STATED GOAL 1:
Who sent the mailing list post?
STATED GOAL 2:
Return the passage of the mailing list post starting with "Date: Tue May" and going on through "but socialist movements.".

TEXT SEGMENT:
=-=-=-=-=
Re: [OPE-L] 'socialisms' that shouldn't be supported?

From: Jerry Levy (Gerald_A_Levy@MSN.COM)
Date: Tue May 09 2006 - 09:48:30 EDT


> This issue of course has nothing to do with Marcel's book, it's something
> I  raised... I meant not just socialist societies but socialist movements.

Hi Jurriaan,

Oh.  I guess I was reading what you wrote too literally.  If you
are saying that there are some 'socialist' _movements_ that socialists
shouldn't support then I agree -- of course -- with that uncontroversial
point.

> Then you have the socialist imperialism
> of e.g. Russia and China, destroying national minority cultures and
> forcing the migration of whole peoples.
=-=-=-=-=
Extracted records:
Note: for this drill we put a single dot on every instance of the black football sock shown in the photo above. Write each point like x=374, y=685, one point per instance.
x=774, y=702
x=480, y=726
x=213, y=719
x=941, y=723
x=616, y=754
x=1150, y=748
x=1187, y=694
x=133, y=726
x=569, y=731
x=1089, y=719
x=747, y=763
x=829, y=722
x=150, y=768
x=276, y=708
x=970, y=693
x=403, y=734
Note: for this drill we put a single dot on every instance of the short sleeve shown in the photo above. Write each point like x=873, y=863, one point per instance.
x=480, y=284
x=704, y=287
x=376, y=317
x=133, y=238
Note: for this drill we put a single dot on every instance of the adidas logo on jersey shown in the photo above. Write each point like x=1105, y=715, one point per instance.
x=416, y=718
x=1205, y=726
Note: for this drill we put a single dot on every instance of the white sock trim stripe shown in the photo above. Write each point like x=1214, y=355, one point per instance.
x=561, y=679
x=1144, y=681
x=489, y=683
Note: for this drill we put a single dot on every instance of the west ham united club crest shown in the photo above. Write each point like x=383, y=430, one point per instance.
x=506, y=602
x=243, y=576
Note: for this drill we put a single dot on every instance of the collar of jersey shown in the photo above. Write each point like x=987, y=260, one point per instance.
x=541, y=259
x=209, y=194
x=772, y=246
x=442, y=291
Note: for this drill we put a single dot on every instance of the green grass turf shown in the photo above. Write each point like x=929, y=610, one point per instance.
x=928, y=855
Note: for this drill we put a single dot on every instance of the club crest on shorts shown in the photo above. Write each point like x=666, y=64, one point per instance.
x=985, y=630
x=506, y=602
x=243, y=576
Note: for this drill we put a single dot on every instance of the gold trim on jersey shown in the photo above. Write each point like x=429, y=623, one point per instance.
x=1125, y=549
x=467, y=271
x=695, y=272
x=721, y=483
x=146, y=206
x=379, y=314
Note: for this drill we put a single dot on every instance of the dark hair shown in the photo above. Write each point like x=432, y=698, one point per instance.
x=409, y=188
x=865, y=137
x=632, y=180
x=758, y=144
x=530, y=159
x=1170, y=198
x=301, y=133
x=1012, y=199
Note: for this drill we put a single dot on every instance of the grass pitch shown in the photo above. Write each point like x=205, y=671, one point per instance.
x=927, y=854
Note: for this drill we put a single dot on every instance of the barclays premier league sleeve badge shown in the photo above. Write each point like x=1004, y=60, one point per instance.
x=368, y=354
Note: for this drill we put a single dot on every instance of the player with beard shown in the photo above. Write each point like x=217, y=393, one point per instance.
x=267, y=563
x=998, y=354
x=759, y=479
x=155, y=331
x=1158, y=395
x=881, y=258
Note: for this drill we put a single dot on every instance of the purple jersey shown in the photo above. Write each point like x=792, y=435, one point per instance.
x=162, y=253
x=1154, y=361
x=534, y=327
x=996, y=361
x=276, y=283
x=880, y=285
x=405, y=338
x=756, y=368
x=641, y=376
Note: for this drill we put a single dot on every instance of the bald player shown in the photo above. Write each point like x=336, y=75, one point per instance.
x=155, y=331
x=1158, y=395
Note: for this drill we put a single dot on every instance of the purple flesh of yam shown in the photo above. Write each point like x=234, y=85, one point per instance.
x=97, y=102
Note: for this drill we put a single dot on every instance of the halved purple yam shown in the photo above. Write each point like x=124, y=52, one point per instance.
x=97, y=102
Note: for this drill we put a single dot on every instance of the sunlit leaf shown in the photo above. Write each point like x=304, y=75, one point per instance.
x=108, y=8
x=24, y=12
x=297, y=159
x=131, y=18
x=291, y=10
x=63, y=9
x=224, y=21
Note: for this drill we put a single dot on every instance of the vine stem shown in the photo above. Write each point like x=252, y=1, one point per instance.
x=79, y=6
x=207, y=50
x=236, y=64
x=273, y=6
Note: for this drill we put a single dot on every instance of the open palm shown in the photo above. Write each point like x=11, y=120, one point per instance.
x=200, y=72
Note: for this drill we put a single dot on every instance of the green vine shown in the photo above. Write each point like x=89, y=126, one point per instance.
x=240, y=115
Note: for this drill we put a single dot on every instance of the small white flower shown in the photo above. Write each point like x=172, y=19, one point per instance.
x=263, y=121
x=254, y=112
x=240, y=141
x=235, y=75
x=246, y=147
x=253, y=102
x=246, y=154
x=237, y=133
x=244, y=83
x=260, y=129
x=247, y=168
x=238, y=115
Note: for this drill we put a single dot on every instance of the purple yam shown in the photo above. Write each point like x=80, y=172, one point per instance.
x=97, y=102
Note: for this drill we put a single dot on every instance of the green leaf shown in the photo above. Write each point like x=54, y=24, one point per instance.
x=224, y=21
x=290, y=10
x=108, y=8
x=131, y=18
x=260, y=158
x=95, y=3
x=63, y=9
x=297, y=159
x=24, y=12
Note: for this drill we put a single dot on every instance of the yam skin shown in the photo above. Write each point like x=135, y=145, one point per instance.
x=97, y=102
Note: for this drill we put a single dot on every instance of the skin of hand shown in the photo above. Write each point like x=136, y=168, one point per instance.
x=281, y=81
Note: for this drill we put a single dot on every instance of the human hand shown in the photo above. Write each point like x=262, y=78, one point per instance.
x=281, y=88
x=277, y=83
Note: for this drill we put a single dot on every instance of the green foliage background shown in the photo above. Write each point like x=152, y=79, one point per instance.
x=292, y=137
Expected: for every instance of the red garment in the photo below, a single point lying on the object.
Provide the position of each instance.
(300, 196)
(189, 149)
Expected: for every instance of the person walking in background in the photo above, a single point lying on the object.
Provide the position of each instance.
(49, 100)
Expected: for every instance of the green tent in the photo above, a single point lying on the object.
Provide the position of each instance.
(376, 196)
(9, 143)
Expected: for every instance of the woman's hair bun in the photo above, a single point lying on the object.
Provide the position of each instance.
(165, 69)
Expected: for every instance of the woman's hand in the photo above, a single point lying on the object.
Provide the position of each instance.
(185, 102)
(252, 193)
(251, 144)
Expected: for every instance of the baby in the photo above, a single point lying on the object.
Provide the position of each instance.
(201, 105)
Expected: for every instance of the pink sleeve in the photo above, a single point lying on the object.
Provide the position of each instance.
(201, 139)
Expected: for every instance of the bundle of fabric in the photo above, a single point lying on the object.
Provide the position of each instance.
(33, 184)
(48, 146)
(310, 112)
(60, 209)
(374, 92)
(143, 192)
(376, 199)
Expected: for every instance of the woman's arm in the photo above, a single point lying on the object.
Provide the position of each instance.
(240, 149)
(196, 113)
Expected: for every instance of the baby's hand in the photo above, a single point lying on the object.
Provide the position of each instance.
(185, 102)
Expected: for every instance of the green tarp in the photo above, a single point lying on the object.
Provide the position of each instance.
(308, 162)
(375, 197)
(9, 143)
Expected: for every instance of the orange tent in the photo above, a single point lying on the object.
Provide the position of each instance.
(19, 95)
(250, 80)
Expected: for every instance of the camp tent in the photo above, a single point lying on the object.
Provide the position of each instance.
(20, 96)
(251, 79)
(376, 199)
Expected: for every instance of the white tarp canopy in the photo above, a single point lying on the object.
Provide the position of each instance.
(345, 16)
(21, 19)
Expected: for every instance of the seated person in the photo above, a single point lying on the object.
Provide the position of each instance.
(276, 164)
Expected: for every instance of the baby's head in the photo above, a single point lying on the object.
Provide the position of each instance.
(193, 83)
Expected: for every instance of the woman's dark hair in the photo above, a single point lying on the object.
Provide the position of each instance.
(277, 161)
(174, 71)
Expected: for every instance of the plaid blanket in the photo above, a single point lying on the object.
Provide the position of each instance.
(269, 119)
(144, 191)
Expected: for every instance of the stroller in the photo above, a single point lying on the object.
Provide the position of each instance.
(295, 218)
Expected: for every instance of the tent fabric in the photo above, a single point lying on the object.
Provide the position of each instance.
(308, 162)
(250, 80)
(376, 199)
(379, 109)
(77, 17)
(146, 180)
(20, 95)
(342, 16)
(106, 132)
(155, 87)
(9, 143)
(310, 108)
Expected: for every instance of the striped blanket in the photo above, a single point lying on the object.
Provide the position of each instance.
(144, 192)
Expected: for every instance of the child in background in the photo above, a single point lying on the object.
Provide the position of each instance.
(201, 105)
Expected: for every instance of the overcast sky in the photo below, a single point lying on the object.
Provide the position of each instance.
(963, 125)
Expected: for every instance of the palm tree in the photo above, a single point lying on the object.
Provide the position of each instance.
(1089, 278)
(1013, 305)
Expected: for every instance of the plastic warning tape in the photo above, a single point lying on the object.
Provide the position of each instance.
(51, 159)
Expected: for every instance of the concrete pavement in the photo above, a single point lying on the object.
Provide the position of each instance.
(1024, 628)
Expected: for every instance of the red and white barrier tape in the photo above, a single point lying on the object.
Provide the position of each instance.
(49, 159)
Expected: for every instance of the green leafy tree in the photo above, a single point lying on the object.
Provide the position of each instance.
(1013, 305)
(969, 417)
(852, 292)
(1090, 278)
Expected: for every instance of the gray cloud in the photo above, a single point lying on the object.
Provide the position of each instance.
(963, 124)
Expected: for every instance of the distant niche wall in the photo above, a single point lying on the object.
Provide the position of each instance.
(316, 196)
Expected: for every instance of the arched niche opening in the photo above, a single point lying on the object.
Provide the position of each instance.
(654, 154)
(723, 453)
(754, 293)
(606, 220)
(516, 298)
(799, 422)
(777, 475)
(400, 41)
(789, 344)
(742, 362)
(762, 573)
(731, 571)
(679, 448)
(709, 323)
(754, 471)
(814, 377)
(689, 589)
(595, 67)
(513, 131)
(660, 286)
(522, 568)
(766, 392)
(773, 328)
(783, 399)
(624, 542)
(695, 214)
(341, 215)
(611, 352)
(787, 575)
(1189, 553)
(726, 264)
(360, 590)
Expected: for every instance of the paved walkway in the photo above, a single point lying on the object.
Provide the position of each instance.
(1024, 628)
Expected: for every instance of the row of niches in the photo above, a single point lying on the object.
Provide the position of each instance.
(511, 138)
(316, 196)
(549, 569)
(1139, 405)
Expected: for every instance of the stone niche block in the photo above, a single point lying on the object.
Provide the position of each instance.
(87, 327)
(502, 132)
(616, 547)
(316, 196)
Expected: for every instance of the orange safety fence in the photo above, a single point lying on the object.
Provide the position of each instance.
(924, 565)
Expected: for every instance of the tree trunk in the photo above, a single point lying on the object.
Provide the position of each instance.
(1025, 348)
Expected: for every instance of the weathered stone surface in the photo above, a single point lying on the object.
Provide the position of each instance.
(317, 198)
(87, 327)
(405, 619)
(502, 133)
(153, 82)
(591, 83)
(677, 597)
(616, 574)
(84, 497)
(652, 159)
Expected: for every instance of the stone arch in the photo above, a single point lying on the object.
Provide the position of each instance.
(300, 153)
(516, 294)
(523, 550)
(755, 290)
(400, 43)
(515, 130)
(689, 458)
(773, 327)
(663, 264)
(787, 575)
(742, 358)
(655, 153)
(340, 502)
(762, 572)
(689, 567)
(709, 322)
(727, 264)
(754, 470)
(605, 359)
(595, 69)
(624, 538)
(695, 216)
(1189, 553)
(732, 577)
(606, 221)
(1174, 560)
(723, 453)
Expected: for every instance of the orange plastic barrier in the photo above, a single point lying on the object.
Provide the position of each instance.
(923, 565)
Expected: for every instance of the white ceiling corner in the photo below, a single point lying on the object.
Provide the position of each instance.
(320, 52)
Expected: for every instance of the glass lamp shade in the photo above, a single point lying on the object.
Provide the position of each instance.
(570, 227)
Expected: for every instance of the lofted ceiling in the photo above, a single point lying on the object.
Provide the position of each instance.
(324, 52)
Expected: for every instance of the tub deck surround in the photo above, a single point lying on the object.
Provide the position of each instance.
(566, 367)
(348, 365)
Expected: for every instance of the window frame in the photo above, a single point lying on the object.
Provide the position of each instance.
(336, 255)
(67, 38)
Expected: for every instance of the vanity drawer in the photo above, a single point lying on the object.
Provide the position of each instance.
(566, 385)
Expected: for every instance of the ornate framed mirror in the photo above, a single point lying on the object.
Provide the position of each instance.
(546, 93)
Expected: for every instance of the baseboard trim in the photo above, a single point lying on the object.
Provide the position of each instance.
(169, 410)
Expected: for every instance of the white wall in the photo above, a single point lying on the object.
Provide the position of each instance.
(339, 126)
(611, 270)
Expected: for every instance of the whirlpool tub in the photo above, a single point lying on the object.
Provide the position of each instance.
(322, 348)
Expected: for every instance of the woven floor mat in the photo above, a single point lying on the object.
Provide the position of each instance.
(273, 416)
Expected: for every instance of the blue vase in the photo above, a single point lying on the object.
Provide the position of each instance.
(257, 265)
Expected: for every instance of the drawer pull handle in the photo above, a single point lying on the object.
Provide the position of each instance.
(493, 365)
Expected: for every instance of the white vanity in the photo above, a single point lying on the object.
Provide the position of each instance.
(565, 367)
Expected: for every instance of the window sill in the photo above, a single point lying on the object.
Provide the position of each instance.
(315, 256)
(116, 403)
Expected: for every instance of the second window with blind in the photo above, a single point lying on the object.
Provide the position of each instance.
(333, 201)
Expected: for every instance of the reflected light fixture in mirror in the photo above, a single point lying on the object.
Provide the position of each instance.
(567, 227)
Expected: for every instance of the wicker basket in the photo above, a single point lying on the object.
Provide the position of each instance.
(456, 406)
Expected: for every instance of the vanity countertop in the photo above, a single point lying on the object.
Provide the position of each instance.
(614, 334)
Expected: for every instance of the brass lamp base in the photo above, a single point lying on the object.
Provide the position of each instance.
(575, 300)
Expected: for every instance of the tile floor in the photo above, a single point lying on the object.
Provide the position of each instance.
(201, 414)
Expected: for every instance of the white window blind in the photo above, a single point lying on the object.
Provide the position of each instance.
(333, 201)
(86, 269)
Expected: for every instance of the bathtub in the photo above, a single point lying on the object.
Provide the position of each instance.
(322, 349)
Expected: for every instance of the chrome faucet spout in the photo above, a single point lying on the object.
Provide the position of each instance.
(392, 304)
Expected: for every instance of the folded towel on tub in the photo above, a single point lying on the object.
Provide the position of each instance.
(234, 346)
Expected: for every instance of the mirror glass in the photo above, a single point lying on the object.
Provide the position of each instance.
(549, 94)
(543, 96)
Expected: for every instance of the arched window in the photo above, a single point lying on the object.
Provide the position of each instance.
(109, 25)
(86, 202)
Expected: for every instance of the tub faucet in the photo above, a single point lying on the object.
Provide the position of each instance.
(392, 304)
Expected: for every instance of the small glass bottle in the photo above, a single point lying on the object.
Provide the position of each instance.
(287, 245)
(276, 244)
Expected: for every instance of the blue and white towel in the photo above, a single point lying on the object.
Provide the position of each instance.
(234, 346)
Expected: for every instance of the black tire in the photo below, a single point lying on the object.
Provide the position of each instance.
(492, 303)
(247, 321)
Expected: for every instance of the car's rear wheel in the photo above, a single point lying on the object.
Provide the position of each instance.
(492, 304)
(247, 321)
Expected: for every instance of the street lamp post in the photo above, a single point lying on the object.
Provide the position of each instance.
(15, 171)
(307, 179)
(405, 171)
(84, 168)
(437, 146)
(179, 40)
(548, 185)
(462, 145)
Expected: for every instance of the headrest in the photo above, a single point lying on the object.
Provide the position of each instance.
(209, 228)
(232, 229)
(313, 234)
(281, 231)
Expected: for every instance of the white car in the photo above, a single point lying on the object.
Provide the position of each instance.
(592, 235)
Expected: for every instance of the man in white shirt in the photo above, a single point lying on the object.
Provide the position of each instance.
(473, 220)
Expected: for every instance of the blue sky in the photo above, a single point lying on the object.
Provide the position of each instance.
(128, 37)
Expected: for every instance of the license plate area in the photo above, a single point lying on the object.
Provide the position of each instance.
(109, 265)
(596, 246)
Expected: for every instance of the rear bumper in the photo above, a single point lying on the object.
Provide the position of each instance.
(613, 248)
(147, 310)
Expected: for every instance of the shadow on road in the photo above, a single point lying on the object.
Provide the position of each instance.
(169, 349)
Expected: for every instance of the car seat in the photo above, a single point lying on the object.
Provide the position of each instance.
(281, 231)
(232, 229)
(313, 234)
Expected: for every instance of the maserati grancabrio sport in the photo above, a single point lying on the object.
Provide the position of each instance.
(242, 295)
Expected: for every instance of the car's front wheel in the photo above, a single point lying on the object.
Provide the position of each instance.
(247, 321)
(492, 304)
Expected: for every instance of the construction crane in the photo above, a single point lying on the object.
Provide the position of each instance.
=-=-=-=-=
FULL OUTPUT 1:
Jerry Levy

FULL OUTPUT 2:
Date: Tue May 09 2006 - 09:48:30 EDT


> This issue of course has nothing to do with Marcel's book, it's something
> I  raised... I meant not just socialist societies but socialist movements.